══ AVAILABLE DATA ══
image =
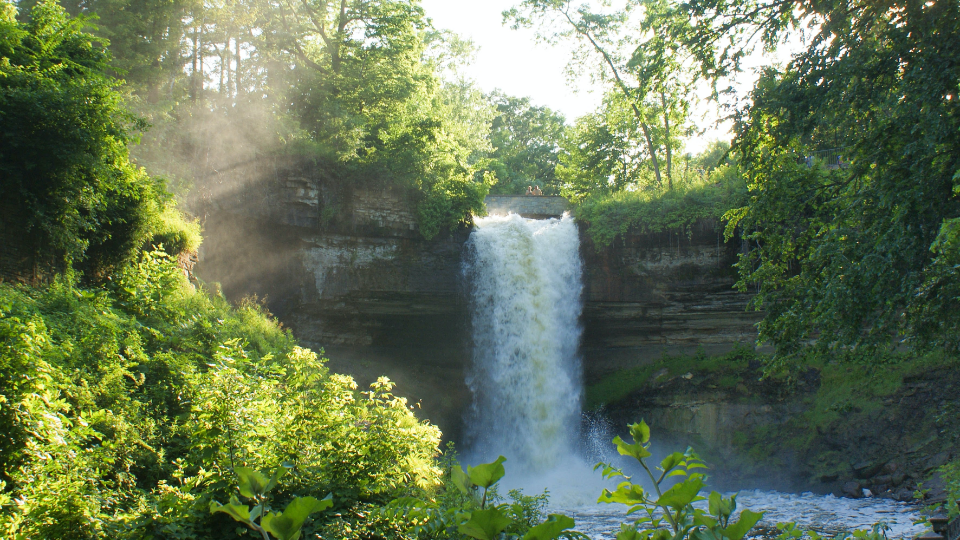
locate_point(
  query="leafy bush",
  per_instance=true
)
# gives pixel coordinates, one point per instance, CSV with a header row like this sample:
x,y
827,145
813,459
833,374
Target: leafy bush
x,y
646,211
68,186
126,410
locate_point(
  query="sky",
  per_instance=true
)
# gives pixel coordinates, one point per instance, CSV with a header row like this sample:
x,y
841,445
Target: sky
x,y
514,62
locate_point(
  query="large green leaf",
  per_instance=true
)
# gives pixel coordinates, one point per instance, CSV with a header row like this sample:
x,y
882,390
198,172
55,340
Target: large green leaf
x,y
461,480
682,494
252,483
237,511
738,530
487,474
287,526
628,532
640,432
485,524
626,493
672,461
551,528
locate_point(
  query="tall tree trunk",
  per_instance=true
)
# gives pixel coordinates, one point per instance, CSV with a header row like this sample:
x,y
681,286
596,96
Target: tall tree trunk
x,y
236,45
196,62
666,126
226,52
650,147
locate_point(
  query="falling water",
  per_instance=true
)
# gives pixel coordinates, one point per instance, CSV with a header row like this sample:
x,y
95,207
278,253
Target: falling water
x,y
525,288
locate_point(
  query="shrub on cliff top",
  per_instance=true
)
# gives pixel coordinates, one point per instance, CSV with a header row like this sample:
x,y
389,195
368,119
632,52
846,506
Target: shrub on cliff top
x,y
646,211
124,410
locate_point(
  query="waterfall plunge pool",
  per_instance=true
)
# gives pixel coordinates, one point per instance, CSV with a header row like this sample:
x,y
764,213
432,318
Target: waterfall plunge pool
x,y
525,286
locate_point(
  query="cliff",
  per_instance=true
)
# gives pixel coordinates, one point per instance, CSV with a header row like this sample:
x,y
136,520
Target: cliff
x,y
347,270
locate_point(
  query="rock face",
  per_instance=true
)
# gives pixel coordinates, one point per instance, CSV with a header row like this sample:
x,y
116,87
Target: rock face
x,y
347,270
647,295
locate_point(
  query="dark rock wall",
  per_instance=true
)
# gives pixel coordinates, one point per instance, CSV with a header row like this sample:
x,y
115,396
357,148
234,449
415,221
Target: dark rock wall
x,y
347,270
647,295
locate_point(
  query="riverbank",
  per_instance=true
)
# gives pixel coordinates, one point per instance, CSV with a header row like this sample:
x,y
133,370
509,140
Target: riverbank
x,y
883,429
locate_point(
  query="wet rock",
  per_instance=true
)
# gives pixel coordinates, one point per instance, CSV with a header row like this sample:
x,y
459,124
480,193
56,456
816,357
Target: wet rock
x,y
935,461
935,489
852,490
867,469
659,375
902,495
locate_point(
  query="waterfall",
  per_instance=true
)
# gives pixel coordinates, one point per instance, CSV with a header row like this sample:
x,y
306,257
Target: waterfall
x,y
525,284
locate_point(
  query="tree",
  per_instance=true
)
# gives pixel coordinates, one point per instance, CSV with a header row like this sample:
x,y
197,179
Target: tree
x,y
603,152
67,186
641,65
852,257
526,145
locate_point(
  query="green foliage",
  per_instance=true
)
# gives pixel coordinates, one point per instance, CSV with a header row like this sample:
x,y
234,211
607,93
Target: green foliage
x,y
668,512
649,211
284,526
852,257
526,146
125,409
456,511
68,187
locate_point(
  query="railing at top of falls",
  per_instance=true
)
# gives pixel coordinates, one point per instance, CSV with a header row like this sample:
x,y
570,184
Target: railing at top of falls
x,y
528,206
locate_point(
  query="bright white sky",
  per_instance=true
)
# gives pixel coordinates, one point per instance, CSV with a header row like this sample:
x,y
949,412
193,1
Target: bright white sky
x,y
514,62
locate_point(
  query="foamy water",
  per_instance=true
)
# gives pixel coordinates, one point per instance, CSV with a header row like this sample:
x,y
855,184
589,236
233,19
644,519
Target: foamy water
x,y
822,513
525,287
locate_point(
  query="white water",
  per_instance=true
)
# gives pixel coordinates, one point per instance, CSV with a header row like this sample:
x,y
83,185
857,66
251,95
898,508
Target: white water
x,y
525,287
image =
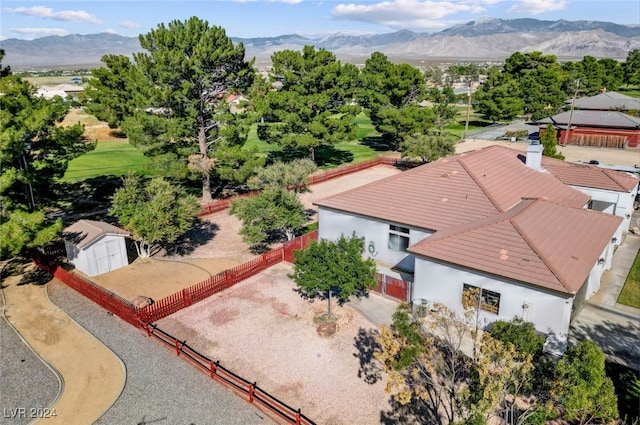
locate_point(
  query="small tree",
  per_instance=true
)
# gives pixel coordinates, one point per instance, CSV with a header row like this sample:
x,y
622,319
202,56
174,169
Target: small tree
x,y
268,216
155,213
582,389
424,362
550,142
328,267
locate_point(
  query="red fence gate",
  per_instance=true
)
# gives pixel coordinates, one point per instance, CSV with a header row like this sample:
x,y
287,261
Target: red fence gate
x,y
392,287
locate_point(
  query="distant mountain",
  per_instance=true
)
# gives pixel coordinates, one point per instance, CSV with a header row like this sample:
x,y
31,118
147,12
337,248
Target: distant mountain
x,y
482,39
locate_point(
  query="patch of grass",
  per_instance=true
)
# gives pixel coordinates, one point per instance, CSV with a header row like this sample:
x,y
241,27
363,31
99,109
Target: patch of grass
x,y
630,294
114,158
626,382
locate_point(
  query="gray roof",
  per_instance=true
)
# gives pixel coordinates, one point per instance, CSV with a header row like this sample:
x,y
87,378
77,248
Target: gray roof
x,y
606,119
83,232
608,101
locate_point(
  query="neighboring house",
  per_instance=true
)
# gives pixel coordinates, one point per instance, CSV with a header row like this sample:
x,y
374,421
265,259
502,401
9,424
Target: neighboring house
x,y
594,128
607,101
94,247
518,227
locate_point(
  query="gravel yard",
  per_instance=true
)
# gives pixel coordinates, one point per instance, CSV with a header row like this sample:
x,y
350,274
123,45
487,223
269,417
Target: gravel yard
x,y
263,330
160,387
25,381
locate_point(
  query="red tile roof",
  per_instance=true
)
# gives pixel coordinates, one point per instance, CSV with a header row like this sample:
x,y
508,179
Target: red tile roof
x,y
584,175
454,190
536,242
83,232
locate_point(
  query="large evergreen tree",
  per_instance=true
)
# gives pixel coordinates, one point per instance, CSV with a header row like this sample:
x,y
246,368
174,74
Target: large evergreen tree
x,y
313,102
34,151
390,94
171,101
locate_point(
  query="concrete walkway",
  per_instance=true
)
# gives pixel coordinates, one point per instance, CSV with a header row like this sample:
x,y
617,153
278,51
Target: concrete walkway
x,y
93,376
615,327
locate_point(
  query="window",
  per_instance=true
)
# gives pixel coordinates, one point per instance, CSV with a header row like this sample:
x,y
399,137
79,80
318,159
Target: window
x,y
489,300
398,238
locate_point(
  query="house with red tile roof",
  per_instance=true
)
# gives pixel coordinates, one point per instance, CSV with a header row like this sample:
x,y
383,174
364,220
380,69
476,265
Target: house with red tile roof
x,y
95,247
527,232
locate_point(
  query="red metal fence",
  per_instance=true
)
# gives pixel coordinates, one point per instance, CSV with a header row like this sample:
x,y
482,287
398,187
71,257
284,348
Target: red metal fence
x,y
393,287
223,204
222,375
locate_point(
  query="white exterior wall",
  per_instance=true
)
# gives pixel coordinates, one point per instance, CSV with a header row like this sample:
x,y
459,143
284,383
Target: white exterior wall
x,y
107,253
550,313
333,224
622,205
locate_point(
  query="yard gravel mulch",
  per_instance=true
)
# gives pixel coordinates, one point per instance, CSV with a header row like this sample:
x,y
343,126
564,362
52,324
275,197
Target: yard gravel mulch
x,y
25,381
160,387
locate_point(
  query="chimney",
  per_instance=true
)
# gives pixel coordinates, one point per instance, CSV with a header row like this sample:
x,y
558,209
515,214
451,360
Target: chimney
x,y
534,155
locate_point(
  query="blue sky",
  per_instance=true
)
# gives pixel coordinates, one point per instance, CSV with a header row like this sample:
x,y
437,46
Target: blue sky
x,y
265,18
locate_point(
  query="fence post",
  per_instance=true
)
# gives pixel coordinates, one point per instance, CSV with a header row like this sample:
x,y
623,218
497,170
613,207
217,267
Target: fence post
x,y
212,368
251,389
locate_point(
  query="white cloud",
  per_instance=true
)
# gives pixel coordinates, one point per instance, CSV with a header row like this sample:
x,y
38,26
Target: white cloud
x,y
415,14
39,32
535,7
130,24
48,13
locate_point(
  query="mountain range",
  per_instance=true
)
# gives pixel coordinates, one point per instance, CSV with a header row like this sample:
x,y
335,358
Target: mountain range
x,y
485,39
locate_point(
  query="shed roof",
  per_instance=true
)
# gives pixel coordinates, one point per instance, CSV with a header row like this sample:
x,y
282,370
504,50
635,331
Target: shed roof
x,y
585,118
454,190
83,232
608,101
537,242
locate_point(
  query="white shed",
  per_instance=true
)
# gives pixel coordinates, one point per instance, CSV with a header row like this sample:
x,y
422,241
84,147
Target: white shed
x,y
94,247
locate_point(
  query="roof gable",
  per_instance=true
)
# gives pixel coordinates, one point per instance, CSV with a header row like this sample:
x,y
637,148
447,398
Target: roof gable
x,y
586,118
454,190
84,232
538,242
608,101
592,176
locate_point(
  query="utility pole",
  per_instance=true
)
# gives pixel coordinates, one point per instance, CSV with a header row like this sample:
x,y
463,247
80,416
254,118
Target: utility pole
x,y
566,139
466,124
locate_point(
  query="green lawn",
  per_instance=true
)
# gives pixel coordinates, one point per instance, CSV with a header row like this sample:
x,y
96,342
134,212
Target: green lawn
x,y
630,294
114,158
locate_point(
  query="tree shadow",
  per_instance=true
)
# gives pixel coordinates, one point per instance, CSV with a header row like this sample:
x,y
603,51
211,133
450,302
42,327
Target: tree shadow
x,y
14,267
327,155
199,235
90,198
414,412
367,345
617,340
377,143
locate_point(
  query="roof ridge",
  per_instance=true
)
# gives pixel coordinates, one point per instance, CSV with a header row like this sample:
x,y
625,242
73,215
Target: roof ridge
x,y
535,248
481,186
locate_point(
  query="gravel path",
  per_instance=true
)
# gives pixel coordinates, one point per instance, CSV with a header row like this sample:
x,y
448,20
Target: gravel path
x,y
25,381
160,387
═══
══ AVAILABLE DATA ══
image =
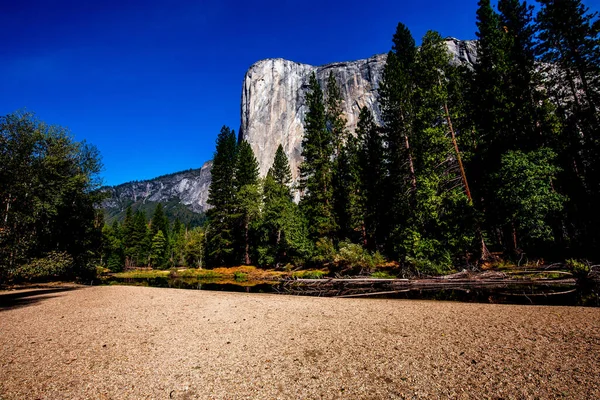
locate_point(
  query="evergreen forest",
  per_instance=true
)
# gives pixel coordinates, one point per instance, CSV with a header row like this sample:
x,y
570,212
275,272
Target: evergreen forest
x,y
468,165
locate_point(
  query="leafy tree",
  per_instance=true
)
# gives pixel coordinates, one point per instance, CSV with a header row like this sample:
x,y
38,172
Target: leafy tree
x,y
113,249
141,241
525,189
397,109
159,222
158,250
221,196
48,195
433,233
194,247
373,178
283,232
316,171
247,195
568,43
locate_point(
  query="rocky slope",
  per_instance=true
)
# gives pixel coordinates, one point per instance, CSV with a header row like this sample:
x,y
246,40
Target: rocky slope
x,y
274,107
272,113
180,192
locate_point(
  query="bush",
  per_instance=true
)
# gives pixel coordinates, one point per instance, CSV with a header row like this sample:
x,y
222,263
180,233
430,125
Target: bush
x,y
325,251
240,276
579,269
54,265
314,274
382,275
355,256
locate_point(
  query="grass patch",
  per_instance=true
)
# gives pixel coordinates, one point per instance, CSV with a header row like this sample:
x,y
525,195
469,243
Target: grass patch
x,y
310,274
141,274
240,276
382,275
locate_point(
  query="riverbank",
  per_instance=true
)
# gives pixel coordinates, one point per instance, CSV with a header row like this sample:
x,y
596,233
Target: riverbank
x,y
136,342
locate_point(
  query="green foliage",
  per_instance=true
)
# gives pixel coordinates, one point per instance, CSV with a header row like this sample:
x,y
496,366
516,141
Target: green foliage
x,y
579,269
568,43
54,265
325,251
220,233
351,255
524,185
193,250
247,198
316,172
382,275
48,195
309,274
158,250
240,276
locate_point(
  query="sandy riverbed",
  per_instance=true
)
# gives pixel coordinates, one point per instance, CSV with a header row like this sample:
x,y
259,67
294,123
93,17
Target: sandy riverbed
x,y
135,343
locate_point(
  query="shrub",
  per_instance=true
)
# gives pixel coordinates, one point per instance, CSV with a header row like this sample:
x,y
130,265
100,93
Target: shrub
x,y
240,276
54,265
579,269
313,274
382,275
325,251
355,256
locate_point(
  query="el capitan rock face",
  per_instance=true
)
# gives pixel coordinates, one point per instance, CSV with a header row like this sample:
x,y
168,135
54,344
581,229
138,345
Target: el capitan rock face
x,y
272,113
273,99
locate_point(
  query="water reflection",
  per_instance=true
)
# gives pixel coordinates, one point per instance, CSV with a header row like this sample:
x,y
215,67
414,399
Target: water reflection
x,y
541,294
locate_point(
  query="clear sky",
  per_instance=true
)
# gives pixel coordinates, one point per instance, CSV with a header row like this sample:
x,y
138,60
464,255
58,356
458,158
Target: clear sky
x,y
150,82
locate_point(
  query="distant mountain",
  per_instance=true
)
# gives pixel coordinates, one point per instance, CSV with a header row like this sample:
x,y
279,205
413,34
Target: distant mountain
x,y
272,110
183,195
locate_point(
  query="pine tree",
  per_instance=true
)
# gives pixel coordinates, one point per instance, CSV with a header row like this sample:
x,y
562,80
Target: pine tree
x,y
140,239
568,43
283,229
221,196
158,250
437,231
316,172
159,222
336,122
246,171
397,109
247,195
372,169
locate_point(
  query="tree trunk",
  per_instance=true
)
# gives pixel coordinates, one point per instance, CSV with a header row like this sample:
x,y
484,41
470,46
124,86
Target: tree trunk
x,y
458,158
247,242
═══
══ AVAILABLE DATA ══
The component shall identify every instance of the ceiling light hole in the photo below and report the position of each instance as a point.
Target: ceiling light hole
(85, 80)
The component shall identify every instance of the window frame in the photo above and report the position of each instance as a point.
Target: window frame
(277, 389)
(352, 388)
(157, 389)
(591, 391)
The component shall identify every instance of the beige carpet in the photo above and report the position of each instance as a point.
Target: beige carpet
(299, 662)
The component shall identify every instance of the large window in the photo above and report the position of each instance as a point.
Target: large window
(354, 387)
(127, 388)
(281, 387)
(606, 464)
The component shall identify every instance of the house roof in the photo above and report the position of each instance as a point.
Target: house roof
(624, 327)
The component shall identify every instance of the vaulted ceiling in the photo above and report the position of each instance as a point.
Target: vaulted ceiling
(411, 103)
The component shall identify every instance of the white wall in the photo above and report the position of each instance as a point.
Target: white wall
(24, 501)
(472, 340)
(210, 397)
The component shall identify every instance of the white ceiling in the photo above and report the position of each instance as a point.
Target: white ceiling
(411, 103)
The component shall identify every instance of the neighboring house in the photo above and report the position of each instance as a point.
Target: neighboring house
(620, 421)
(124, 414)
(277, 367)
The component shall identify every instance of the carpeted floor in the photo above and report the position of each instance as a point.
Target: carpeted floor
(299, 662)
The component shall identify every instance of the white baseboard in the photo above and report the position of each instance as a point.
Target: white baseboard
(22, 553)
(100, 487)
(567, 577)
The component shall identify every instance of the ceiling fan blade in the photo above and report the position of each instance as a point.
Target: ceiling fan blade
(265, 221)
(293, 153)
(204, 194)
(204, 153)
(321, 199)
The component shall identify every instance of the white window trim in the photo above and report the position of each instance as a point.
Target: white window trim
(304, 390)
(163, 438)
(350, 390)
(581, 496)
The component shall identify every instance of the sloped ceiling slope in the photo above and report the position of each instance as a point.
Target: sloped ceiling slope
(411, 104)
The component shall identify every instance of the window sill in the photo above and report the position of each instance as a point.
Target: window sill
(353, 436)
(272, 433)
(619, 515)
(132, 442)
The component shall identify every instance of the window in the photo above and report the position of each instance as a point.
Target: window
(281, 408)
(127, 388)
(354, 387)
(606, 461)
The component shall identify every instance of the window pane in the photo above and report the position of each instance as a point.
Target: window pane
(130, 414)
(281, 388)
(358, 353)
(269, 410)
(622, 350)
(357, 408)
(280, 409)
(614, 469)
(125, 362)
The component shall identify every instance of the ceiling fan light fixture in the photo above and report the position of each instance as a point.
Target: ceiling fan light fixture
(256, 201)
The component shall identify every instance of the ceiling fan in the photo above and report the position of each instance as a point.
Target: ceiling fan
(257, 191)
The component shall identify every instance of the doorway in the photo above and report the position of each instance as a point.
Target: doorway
═══
**PROBLEM**
The entries above hold a line with "The component shall identify every instance of the doorway" and a later line with "Target: doorway". Write out exactly those lines and all lines between, nothing more.

**ANSWER FOR THIS EXERCISE**
The component shall identify every instance of the doorway in the photo above and report the position of each instance as a point.
Target: doorway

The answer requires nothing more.